* INFORMATION PROVIDED
........

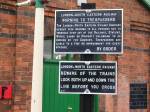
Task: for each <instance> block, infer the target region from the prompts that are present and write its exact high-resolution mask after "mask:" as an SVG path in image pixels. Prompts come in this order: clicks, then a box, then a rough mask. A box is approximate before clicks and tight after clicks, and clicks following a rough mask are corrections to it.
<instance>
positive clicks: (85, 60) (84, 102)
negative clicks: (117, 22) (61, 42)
mask: <svg viewBox="0 0 150 112" xmlns="http://www.w3.org/2000/svg"><path fill="white" fill-rule="evenodd" d="M95 8H96V5H95V3H82V4H81V9H95ZM95 59H96V57H95V55H94V54H81V55H80V60H81V61H94V60H95ZM93 110H94V95H80V112H93Z"/></svg>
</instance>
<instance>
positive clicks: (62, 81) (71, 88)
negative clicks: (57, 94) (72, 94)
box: [59, 61, 117, 95]
mask: <svg viewBox="0 0 150 112" xmlns="http://www.w3.org/2000/svg"><path fill="white" fill-rule="evenodd" d="M116 88H117V62H114V61H60V62H59V93H62V94H63V93H64V94H112V95H115V94H117V89H116Z"/></svg>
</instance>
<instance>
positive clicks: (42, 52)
mask: <svg viewBox="0 0 150 112" xmlns="http://www.w3.org/2000/svg"><path fill="white" fill-rule="evenodd" d="M43 44H44V8H36V12H35V31H34V52H33V75H32V100H31V112H42V88H43Z"/></svg>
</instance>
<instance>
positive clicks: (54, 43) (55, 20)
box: [53, 8, 124, 54]
mask: <svg viewBox="0 0 150 112" xmlns="http://www.w3.org/2000/svg"><path fill="white" fill-rule="evenodd" d="M89 10H90V11H101V10H121V12H122V38H121V40H122V43H121V44H122V45H121V52H56V50H55V38H56V13H57V12H61V11H89ZM123 14H124V13H123V8H120V9H80V10H79V9H78V10H77V9H76V10H55V24H54V40H53V42H54V44H53V48H54V49H53V53H54V54H123V31H124V30H123Z"/></svg>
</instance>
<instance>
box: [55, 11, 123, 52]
mask: <svg viewBox="0 0 150 112" xmlns="http://www.w3.org/2000/svg"><path fill="white" fill-rule="evenodd" d="M54 53H55V54H66V53H67V54H89V53H92V54H122V53H123V9H90V10H56V11H55V30H54Z"/></svg>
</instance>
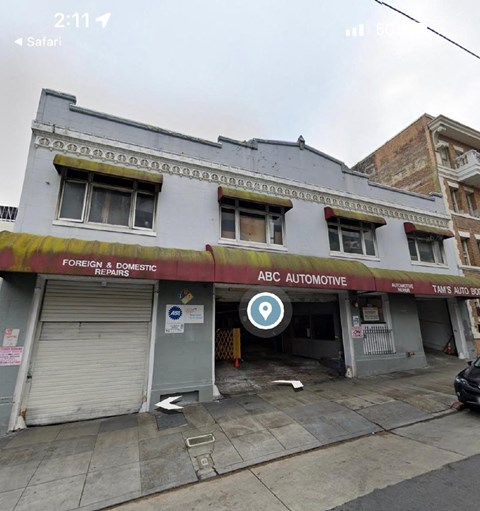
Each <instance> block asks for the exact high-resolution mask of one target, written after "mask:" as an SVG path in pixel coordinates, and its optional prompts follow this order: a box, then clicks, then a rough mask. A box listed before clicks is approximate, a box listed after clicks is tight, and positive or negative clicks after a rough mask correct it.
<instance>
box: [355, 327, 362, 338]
mask: <svg viewBox="0 0 480 511" xmlns="http://www.w3.org/2000/svg"><path fill="white" fill-rule="evenodd" d="M362 337H363V328H362V327H361V326H354V327H353V328H352V338H353V339H360V338H362Z"/></svg>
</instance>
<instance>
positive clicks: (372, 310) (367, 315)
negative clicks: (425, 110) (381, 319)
mask: <svg viewBox="0 0 480 511" xmlns="http://www.w3.org/2000/svg"><path fill="white" fill-rule="evenodd" d="M362 312H363V321H378V320H379V319H380V318H379V315H378V307H363V308H362Z"/></svg>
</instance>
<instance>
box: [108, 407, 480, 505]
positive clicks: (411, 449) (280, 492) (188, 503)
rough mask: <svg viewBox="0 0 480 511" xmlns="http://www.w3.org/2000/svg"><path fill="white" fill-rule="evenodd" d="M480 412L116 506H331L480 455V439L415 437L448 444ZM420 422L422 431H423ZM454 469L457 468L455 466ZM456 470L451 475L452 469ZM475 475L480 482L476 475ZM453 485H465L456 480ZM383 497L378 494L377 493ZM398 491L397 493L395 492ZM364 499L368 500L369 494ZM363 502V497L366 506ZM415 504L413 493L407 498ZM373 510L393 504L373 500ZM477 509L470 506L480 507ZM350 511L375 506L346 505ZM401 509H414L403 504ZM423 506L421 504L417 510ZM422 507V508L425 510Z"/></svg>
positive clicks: (444, 438) (191, 486)
mask: <svg viewBox="0 0 480 511" xmlns="http://www.w3.org/2000/svg"><path fill="white" fill-rule="evenodd" d="M479 421H480V414H479V413H474V412H468V411H462V412H459V413H456V414H454V415H449V416H448V417H440V418H437V419H434V420H432V421H429V422H425V423H422V424H421V425H420V424H416V425H414V426H409V427H406V428H401V429H397V430H393V431H392V432H388V433H380V434H377V435H370V436H367V437H363V438H360V439H356V440H353V441H350V442H344V443H341V444H335V445H332V446H327V447H325V448H322V449H317V450H314V451H310V452H308V453H305V454H301V455H299V456H295V457H290V458H286V459H283V460H280V461H274V462H271V463H267V464H264V465H261V466H256V467H251V468H250V469H246V470H242V471H240V472H237V473H235V474H232V475H228V476H226V477H222V478H218V479H210V480H208V481H204V482H202V483H200V484H197V485H194V486H189V487H186V488H181V489H177V490H174V491H171V492H167V493H163V494H160V495H155V496H151V497H148V498H145V499H140V500H138V501H136V502H130V503H127V504H123V505H121V506H118V507H115V508H114V509H115V510H117V511H154V510H158V509H161V510H162V511H184V510H186V509H192V510H193V509H194V510H195V511H204V510H205V511H206V510H209V511H211V510H214V511H231V510H238V511H264V510H266V509H268V510H269V511H270V510H282V511H286V510H289V511H310V510H315V511H327V510H331V509H333V508H337V506H340V507H339V509H343V507H342V505H344V504H346V503H348V502H351V501H354V500H355V499H358V498H359V497H362V496H365V495H368V494H370V493H371V492H373V491H377V490H379V489H383V488H389V487H391V486H392V485H395V484H398V483H401V482H403V481H408V480H411V479H412V478H415V477H419V476H422V475H424V474H429V473H431V472H432V471H435V470H437V469H440V468H442V467H446V466H450V464H452V463H456V462H459V461H461V460H466V459H468V458H469V457H470V456H473V455H475V454H477V453H480V439H478V438H477V439H476V441H475V442H474V443H473V444H472V443H470V440H471V437H469V438H467V439H458V441H457V442H455V445H452V447H454V448H455V449H456V451H468V454H459V453H458V452H454V451H451V450H450V449H449V448H445V447H434V446H431V445H428V444H427V443H424V442H423V440H420V439H419V438H420V437H419V438H417V431H421V432H422V434H421V438H423V439H425V438H428V437H429V436H433V435H435V436H436V438H435V442H438V443H439V444H441V445H442V444H443V441H444V440H445V441H447V440H448V439H449V438H450V436H455V431H456V428H457V426H458V427H459V428H460V430H461V431H462V432H463V431H468V430H474V431H475V430H476V431H478V425H479ZM420 426H421V428H420ZM477 437H478V435H477ZM450 472H451V471H450ZM450 475H451V474H450ZM470 478H471V479H472V481H473V484H475V483H474V481H476V478H475V476H473V475H472V473H471V474H470ZM449 483H450V484H451V485H452V486H455V485H462V483H463V482H462V481H455V480H454V479H452V477H450V481H449ZM377 495H378V492H377ZM397 495H398V493H397ZM364 500H365V502H367V503H368V502H369V500H367V499H364ZM362 502H363V500H362V499H360V500H359V503H360V504H361V503H362ZM409 502H412V497H411V496H409ZM375 504H376V506H375V509H379V510H380V509H384V510H387V509H390V508H389V507H388V506H387V507H382V506H381V503H379V502H378V501H376V502H375ZM474 504H476V507H471V508H468V509H478V502H477V503H474ZM345 509H359V510H360V509H364V510H367V509H371V507H368V506H367V507H361V506H359V507H355V506H346V507H345ZM395 509H412V507H411V506H409V505H407V504H405V505H403V506H402V503H401V502H400V503H398V502H397V507H396V508H395ZM416 509H417V508H416ZM418 509H423V507H419V508H418ZM451 509H453V508H451Z"/></svg>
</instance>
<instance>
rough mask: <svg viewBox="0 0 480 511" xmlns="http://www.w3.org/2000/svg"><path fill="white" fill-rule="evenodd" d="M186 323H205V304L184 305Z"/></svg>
mask: <svg viewBox="0 0 480 511" xmlns="http://www.w3.org/2000/svg"><path fill="white" fill-rule="evenodd" d="M182 307H183V310H184V314H185V323H203V322H204V315H203V305H183V306H182Z"/></svg>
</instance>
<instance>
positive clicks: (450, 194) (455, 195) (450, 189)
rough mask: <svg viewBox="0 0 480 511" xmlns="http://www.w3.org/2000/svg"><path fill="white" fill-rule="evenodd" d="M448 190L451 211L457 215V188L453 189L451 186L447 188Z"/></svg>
mask: <svg viewBox="0 0 480 511" xmlns="http://www.w3.org/2000/svg"><path fill="white" fill-rule="evenodd" d="M448 188H449V190H450V198H451V200H452V209H453V211H454V212H455V213H459V212H460V207H459V202H458V188H454V187H453V186H449V187H448Z"/></svg>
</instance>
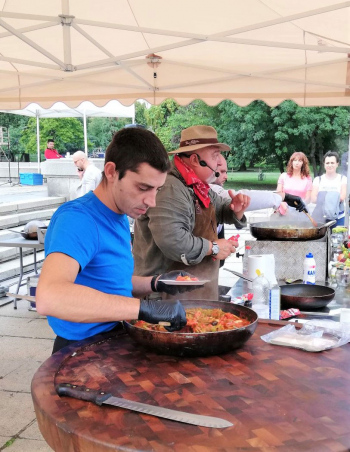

........

* WORK ORDER
Locate the word "high" in the data above. Copy every line carrying it.

* SOLUTION TO THE EXERCISE
Task: for each <instance> block, infer the target region from the prompts that are present and write its exact high-resolution mask after "mask:" as an SVG path in image pixels. Prompts come in this order: clicks, then a box, then a rough mask. A box is approximate before clicks and tight after clicks, and clicks following a rough mask are corrections to it.
Each <instance> block asks for the exact high-resolution mask of one target, written after "mask:" as an SVG path in pixel coordinates, and its optional prompts follow this order: a box, then clicks, then a rough mask. A box listed before clicks is approximate, a box listed after clicks is tight, and positive or negative clicks after a rough mask correct it.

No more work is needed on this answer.